Return every entry below verbatim, omitting the pictures.

* * *

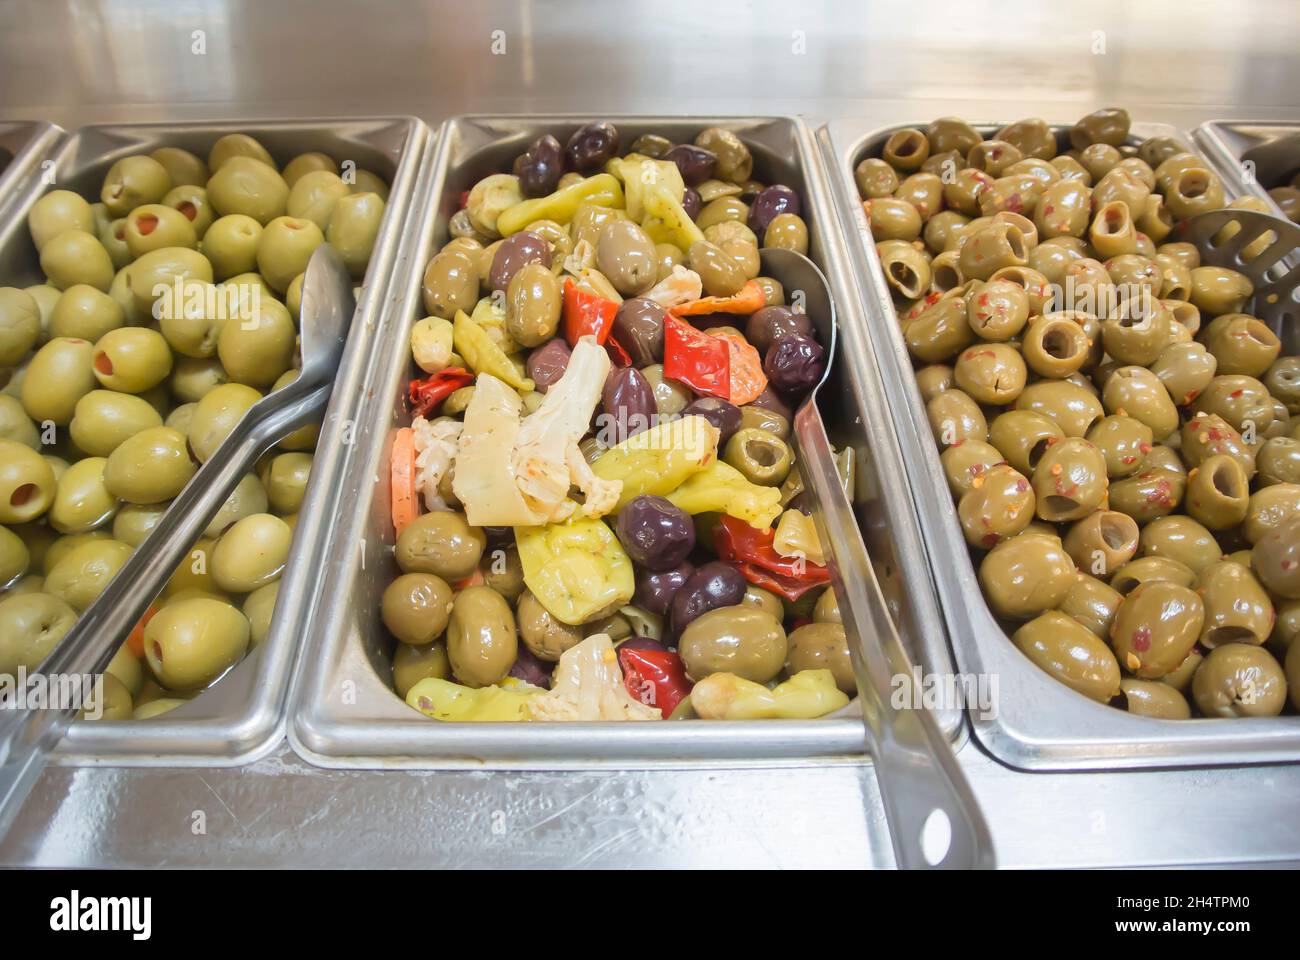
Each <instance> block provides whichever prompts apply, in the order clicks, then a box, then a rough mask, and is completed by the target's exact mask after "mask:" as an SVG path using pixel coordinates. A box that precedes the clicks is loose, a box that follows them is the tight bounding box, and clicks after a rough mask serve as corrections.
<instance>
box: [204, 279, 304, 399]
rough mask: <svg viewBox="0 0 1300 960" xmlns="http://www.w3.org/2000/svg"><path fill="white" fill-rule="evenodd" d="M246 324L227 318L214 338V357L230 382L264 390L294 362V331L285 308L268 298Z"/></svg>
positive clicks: (297, 335)
mask: <svg viewBox="0 0 1300 960" xmlns="http://www.w3.org/2000/svg"><path fill="white" fill-rule="evenodd" d="M259 300H260V304H259V308H257V310H256V312H255V313H253V316H252V317H251V319H248V320H239V319H238V317H231V319H230V320H227V321H226V323H225V324H222V327H221V334H220V336H218V337H217V356H220V358H221V366H222V367H225V369H226V372H227V373H229V375H230V380H233V381H235V382H239V384H247V385H250V386H257V388H265V386H270V385H272V384H274V382H276V380H277V379H278V377H279V376H281V375H282V373H283V372H285V371H287V369H289V367H290V364H291V363H292V360H294V346H295V342H296V337H298V330H296V329H295V328H294V320H292V317H291V316H290V315H289V308H287V307H286V306H285V304H283V303H281V302H279V300H276V299H272V298H269V297H261V298H259Z"/></svg>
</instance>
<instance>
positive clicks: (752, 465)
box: [723, 428, 794, 487]
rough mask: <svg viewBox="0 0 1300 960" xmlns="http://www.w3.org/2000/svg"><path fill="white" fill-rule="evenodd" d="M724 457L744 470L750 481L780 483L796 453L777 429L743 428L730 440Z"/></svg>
mask: <svg viewBox="0 0 1300 960" xmlns="http://www.w3.org/2000/svg"><path fill="white" fill-rule="evenodd" d="M723 459H724V460H725V462H727V463H729V464H731V466H733V467H736V470H738V471H740V472H741V473H744V475H745V479H746V480H749V481H750V483H754V484H761V485H763V487H779V485H780V484H781V481H783V480H785V475H787V473H789V472H790V466H792V464H793V463H794V454H793V453H792V451H790V447H789V446H788V445H787V444H785V441H784V440H781V438H780V437H777V436H776V434H775V433H768V432H767V431H761V429H754V428H742V429H738V431H736V433H733V434H732V437H731V440H728V441H727V450H725V453H724V455H723Z"/></svg>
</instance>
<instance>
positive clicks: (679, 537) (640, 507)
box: [614, 493, 695, 574]
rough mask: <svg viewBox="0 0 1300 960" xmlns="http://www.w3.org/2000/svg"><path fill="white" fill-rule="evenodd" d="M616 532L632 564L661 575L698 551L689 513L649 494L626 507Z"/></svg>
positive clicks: (615, 533) (692, 526) (623, 508)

* * *

(Exercise output):
Each <instance> block provides whichever prompts apply, in the order clicks, then a box, then a rough mask, and is completed by the target's exact mask after "mask:" as an SVG path using pixel coordinates. A box that precedes the clicks is loose, a box that follows them is the tight bounding box, and clicks after a rough mask serve as corrections.
<instance>
box: [204, 279, 304, 399]
rough mask: <svg viewBox="0 0 1300 960" xmlns="http://www.w3.org/2000/svg"><path fill="white" fill-rule="evenodd" d="M246 324L227 318L214 338V357L230 382L264 390L294 362V331L285 308L268 298Z"/></svg>
positive clicks: (297, 335)
mask: <svg viewBox="0 0 1300 960" xmlns="http://www.w3.org/2000/svg"><path fill="white" fill-rule="evenodd" d="M259 300H260V304H259V308H257V310H256V312H255V313H253V316H252V317H251V319H248V320H239V319H238V317H231V319H230V320H227V321H226V323H225V324H222V327H221V334H220V336H218V337H217V356H220V358H221V366H222V367H225V369H226V372H227V373H229V375H230V380H233V381H235V382H239V384H247V385H250V386H257V388H265V386H270V385H272V384H274V382H276V380H277V379H278V377H279V376H281V375H282V373H283V372H285V371H287V369H289V367H290V364H291V363H292V360H294V346H295V342H296V337H298V330H296V329H295V328H294V320H292V317H291V316H290V315H289V308H287V307H286V306H285V304H283V303H281V302H279V300H276V299H272V298H269V297H261V298H259Z"/></svg>
</instance>
<instance>
positive clicks: (752, 465)
box: [723, 428, 794, 487]
rough mask: <svg viewBox="0 0 1300 960" xmlns="http://www.w3.org/2000/svg"><path fill="white" fill-rule="evenodd" d="M724 457L744 470L750 481L780 483L796 453L777 429L743 428L730 440Z"/></svg>
mask: <svg viewBox="0 0 1300 960" xmlns="http://www.w3.org/2000/svg"><path fill="white" fill-rule="evenodd" d="M723 459H724V460H725V462H727V463H729V464H731V466H733V467H736V470H738V471H740V472H741V473H744V475H745V479H746V480H749V481H750V483H754V484H761V485H763V487H779V485H780V484H781V481H783V480H785V475H787V473H789V472H790V466H792V464H793V463H794V454H793V453H792V451H790V447H789V446H788V445H787V444H785V441H784V440H781V438H780V437H777V436H776V434H775V433H768V432H767V431H761V429H754V428H742V429H738V431H736V433H733V434H732V437H731V440H728V441H727V450H725V453H724V455H723Z"/></svg>
</instance>
<instance>
positive clicks: (679, 537) (640, 507)
box: [614, 493, 695, 574]
rough mask: <svg viewBox="0 0 1300 960" xmlns="http://www.w3.org/2000/svg"><path fill="white" fill-rule="evenodd" d="M616 532L632 564L661 575L698 551L689 513L649 494L626 507Z"/></svg>
positive clicks: (615, 533) (692, 526) (623, 508)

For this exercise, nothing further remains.